Required work: Report each line in the listing below that contains the word "coordinates". Only matches with the same capitalization count.

Entries shown:
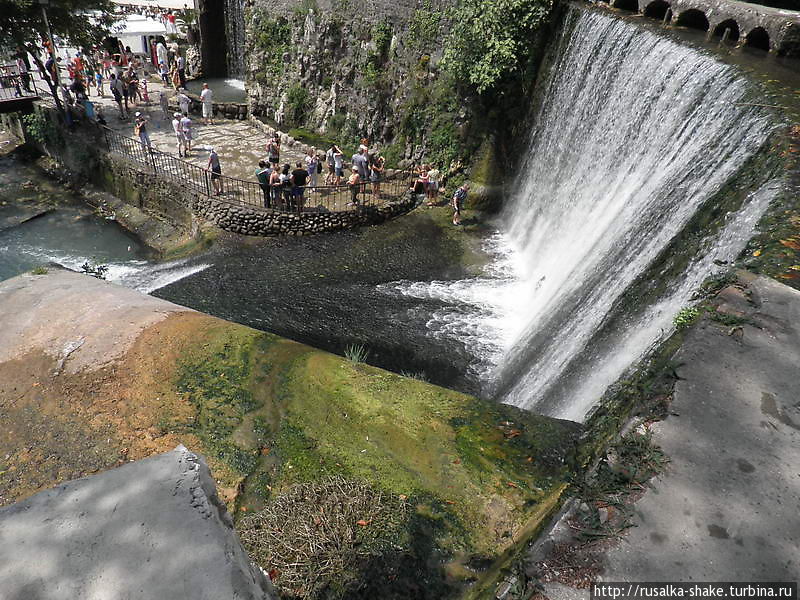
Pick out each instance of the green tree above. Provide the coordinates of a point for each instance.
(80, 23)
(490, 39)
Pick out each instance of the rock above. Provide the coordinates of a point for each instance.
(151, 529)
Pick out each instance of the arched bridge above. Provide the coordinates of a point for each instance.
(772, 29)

...

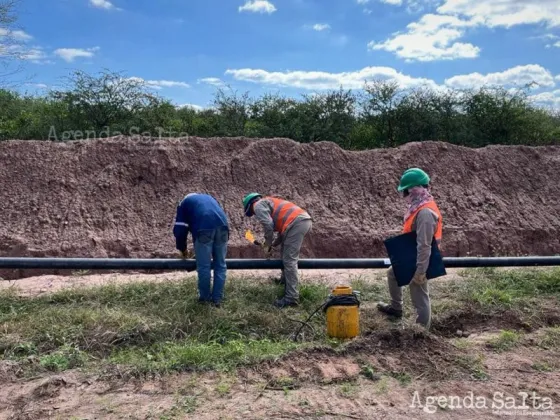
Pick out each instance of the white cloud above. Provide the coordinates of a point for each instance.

Solution to this task:
Pick out each instance of the green tree above. Provide the coordinates of a point for each instance.
Pick out each instance of the rock above. Provide the coordinates of a point for each instance.
Pick out each instance of the arched bridge above. Provide the coordinates of a point for each instance.
Pick out each instance of the white cloud above. Provide the coordinates of a point for each instance.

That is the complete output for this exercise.